### Short problem
Can you turn everything from the line containing "the black vent" down to the end of the rows below into a Markdown table with the columns Number and Text, numbering each line and leaving out blank ones?

### Records provided

------------

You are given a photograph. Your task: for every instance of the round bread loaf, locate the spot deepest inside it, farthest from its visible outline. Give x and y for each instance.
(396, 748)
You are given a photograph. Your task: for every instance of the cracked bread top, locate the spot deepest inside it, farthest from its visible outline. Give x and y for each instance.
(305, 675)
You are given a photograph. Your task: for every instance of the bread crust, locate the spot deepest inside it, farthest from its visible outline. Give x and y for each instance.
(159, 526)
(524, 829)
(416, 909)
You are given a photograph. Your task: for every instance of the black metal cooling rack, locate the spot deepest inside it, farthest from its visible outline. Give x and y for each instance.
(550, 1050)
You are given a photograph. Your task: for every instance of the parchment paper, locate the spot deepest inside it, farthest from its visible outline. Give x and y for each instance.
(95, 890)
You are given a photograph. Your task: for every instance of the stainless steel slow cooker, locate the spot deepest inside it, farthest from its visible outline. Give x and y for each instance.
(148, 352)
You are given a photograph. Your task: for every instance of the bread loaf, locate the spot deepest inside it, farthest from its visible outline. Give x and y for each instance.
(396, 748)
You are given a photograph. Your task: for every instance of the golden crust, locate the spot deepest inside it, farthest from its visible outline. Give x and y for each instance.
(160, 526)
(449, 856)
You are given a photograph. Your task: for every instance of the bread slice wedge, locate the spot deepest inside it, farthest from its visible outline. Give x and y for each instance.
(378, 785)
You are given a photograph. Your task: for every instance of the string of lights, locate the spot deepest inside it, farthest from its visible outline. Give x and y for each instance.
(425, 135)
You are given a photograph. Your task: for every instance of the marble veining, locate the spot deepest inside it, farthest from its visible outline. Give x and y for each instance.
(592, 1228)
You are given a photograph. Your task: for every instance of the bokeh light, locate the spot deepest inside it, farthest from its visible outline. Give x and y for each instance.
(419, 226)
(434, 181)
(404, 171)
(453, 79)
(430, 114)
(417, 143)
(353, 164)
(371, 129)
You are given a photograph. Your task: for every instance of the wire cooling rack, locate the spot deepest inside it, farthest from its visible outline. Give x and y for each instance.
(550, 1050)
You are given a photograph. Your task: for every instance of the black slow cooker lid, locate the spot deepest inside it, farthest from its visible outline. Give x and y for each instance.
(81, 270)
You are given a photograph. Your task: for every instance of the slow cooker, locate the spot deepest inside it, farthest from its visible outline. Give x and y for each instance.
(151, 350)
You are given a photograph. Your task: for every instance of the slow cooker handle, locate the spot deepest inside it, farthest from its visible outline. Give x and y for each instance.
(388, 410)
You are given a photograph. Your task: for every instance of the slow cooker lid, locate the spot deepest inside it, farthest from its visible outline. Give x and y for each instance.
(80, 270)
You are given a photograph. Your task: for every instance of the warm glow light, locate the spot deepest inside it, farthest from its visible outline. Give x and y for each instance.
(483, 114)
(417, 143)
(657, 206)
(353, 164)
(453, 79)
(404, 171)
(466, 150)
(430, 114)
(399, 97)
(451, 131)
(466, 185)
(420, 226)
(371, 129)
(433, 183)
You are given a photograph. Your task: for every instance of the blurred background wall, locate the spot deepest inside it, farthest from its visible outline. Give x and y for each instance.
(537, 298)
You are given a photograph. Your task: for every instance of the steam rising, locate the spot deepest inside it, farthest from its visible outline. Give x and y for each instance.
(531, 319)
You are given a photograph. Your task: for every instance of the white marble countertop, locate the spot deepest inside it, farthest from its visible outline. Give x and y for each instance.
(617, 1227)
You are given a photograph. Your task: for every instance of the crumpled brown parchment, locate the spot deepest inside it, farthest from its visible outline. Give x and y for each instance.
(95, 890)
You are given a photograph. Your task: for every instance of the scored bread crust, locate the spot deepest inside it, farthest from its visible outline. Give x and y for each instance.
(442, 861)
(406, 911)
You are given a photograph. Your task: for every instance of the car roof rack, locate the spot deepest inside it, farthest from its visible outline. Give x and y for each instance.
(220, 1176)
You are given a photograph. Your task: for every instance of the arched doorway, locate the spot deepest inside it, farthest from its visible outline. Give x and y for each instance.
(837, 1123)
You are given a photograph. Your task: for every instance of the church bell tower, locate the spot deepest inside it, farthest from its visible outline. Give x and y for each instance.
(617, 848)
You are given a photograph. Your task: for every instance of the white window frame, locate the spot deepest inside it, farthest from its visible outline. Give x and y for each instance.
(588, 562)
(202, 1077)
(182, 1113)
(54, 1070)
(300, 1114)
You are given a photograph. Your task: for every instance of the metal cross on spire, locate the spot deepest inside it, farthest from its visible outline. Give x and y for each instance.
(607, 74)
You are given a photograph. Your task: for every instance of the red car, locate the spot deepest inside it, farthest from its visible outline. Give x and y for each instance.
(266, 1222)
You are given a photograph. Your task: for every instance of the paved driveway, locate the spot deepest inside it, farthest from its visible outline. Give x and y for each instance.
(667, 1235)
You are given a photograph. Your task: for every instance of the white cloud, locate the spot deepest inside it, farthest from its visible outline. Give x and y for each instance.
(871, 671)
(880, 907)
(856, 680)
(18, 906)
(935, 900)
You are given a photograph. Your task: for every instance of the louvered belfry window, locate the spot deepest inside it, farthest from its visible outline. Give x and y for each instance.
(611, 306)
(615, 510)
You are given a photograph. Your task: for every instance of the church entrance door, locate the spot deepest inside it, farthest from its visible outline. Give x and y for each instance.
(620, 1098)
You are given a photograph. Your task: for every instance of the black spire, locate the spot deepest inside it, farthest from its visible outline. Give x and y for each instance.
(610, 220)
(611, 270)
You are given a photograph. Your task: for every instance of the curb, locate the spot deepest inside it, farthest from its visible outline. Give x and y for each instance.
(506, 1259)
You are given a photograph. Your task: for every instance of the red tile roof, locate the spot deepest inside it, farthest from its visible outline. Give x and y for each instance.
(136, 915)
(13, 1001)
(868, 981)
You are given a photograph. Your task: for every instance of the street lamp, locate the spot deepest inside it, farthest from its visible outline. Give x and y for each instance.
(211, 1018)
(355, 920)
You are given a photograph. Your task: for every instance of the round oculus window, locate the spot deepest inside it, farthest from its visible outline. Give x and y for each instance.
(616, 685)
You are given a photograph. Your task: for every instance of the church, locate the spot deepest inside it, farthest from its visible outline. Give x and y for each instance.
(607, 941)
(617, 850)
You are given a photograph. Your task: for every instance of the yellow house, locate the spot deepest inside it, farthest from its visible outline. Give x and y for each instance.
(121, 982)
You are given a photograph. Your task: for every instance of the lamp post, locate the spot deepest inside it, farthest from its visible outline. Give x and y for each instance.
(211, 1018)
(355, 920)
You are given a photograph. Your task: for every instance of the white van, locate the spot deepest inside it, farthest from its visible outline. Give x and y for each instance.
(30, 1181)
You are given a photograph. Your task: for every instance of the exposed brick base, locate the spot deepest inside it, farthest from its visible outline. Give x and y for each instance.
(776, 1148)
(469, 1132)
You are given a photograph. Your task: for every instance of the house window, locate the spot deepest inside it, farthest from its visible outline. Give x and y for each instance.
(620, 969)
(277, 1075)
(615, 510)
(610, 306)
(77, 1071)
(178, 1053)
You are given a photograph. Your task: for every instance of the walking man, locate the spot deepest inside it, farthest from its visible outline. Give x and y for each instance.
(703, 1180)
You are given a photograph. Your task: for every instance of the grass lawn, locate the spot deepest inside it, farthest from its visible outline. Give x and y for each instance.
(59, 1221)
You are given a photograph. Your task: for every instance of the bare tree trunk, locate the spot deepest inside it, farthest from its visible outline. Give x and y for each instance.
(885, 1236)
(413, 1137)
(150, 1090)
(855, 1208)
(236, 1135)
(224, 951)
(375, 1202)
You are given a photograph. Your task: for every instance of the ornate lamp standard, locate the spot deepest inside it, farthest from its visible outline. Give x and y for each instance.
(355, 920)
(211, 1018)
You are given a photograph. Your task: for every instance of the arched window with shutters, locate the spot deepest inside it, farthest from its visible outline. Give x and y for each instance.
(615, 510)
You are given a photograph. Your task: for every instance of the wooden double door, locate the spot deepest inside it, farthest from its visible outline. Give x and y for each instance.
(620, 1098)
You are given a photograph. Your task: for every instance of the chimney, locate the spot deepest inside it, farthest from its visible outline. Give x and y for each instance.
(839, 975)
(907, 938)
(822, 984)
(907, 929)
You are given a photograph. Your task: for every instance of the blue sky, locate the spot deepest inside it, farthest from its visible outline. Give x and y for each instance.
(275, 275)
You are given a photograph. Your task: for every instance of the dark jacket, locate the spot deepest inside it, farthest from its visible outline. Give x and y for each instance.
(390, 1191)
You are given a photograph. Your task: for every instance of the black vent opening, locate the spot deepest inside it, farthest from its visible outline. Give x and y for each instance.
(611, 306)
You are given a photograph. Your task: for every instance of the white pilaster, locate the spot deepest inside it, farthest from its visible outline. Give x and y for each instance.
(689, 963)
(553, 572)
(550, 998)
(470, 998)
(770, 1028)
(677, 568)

------------

### Solution to this problem
| Number | Text |
|---|---|
| 1 | You are given a photograph. Your task: for every instance of the black vent opening, locate the spot deepest inside it, farthest from its visible outline. Give x and y for each instance. |
| 2 | (611, 306) |
| 3 | You are given a photograph. Your task: for every instance of the white pilaster, locate the spot deepest inside it, farthest from its visible outline. Give x and y for each instance. |
| 4 | (689, 963) |
| 5 | (553, 572) |
| 6 | (550, 998) |
| 7 | (470, 998) |
| 8 | (770, 1028) |
| 9 | (677, 568) |